[Given information — start]

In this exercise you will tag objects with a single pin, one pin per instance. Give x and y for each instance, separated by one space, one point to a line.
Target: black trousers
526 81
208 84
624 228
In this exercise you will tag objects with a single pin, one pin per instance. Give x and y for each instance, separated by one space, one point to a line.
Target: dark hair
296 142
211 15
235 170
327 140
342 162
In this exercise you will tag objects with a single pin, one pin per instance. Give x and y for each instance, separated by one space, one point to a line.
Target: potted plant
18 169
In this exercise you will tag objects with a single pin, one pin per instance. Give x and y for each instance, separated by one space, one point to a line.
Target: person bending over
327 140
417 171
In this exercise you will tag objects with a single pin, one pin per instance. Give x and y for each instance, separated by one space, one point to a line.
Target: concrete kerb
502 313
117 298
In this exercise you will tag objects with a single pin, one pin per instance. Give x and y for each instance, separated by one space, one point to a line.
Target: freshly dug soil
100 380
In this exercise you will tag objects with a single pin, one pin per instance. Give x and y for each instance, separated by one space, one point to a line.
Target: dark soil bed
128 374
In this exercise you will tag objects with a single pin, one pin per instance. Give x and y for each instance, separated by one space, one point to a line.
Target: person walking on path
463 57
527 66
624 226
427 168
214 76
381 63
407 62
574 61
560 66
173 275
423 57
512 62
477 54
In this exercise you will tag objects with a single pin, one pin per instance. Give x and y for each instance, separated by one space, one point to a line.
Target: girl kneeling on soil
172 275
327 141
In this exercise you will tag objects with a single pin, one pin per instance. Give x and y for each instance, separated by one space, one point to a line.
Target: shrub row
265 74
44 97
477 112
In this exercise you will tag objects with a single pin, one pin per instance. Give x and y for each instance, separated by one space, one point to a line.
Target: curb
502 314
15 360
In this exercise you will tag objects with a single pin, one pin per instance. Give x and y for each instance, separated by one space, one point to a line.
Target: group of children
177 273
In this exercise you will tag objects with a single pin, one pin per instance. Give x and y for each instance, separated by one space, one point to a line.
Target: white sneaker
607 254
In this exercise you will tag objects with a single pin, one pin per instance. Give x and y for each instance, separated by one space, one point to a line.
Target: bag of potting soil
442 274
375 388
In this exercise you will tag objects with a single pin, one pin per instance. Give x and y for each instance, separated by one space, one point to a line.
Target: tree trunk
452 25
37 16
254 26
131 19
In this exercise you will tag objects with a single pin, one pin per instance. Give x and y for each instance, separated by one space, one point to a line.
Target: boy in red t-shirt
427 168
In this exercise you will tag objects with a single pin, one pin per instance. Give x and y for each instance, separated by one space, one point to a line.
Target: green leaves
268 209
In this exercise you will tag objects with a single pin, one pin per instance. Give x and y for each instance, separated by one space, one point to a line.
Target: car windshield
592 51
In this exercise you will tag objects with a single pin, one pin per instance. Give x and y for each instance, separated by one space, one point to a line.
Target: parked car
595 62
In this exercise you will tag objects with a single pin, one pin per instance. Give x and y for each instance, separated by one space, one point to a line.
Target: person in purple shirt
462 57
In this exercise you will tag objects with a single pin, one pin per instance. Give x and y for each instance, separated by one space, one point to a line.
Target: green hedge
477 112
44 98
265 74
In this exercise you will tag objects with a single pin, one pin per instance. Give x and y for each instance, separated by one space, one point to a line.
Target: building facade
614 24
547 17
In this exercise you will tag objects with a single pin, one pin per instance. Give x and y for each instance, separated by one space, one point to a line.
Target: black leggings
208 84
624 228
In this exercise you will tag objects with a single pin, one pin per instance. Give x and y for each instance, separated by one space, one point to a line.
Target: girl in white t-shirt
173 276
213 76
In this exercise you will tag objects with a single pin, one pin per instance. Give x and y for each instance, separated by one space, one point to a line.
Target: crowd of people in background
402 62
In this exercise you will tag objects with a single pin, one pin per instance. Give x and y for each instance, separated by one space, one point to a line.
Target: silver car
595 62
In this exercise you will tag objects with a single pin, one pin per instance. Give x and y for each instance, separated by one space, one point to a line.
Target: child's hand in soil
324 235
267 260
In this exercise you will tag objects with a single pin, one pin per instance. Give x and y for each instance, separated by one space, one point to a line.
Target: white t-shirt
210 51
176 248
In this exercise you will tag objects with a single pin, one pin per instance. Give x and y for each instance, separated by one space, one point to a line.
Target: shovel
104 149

[Given information — finish]

Activity:
Would you please give back all of the material above exactly as it stands?

Task output:
In this exercise you will tag objects with a single pin, one pin per instance. Give x and y for each instance, separated by one space, one point to a line.
Target: black trousers
526 81
208 84
624 228
In this exercise you will tag objects with a single pin, one pin per instance. Give x and y for each instance, separated by one space, one point to a line.
Target: dark hair
296 142
211 15
235 170
327 140
342 162
In this exercise you will tag objects with a single pin, one pin per instance. Give x and y for each instance, separated by one space, one point to a line.
Target: potted plant
18 169
In this exercise you will tag objects with a single pin, one pin per instance. Give x and y for each instance, separated by one space, one point to a line.
Target: person bending over
327 140
417 171
In this exercise you will tag objects with a single pin, one pin per instance. Give x and y for each instance, separated by one space, one point to a line.
Target: concrete kerb
502 313
117 298
In this exercise you will tag objects with a single pin, one pin per instance. Give x and y for each instance, separated by one space, one point to a line.
Target: freshly dug soil
100 380
In this exercise you will tag objects with a single pin, one pin per instance. Give x and y for each instance, separated by one space, one point to a line.
Target: dark soil bed
128 374
In this exercise you will tag objects with a single pin, one pin per instance. Give x and y for each instance, separated by one space, one point to a line.
Target: person walking on path
463 57
527 66
624 226
427 168
214 76
381 63
407 62
574 61
560 66
173 275
423 57
512 62
477 54
In this exercise you will tag objects with a single pin, one pin per instance. Give x and y for each instance, separated by one space, one point to a line.
Target: girl kneeling on soil
172 275
327 141
In this exercise you will tag objects with a single pin, one pin per instance. Give x and y for each instance, separated by one space, one point to a line.
Target: shrub row
265 74
44 97
477 112
In this exercise you will tag objects with a single pin, one pin per instance. Give x and y for each instance, separated by one space, one point to a line.
Target: curb
502 314
15 360
In this exercise you will tag objects with a single pin, one pin per instance. Give x and y for each instance, separated by one space, one point to a line.
Target: group of children
177 273
In this exercise you will tag objects with a single pin, one pin per instance. Give x and y for each instance, separated by one space, one point to a line.
Target: white sneaker
607 254
In this exercise you will tag objects with a single pin, one pin per instance. Give x and y for each instance, separated by one space, one point to a line.
Target: bag of potting soil
442 274
375 388
In this exercise you will tag objects with a single pin, one pin per instance. Give x and y for each instance, separated by one space, one point to a line.
Target: tree trunk
452 25
37 16
254 26
131 19
In this exercise you will tag objects with a single pin, one pin per instance. Give x and y for each instance, separated by one space, one point to a line.
Target: boy in red t-shirt
427 168
In this exercise you will tag objects with a single pin, one pin per instance. Give x and y for each instance, separated by one space, one point to a line.
Target: green leaves
268 209
In this exercise you will tag objects with a single pin, one pin per instance. Give x and y for each instance, separated by one space, one point to a line.
Target: car windshield
592 51
In this exercise you will tag objects with a single pin, one pin per instance. Give x and y for each instance, separated by one space, one point to a line.
Target: parked car
595 62
In this exercise you will tag objects with a single pin, one pin per instance. Give x and y for each instance, separated by one space, one point to a line.
Target: person in purple shirt
462 57
In this exercise you will tag objects with a single pin, one pin per instance. Give x and y for each instance, separated by one space, one point to a line.
Target: green hedge
477 112
44 98
265 74
In this exercise you will tag objects with a single pin, one pin per instance. Give x and y for each instance, separated by one space, one point to a line.
Target: building facade
614 24
547 17
In this exercise you will tag objects with a single pin, one pin per instance. Give x and y for each instance, separated by one space, one point to a line.
Target: black leggings
208 84
624 228
In this exercise you will tag objects with a single pin, one pin per instance. Give x and y for each instance, separated by one space, one point to a line.
Target: girl in white t-shirt
173 276
213 76
In this exercise you will tag objects with a single pin, one pin per instance. Give x and y for each instance, separated by one space, one point to a line.
Target: crowd of people in background
402 62
In this exercise you will tag objects with a single pin, one pin per instance. Give x and y for each instance, separated by one space, one point to a line.
Target: silver car
595 62
In this exercise you will tag objects with a single pin, one pin per instance. Give x and y for each instance, separated by one space, one point to a line.
Target: child's hand in soil
324 235
267 260
In this exercise you will tag objects with a single pin, one pin per instance. Give x and y for each instance, separated by one space, one point to a line.
Target: white t-shirt
210 51
176 248
In this exercise you will tag objects with a single pin, one pin per instance. Give x and y for each instance, separated by one space, one point to a line.
Target: shovel
104 149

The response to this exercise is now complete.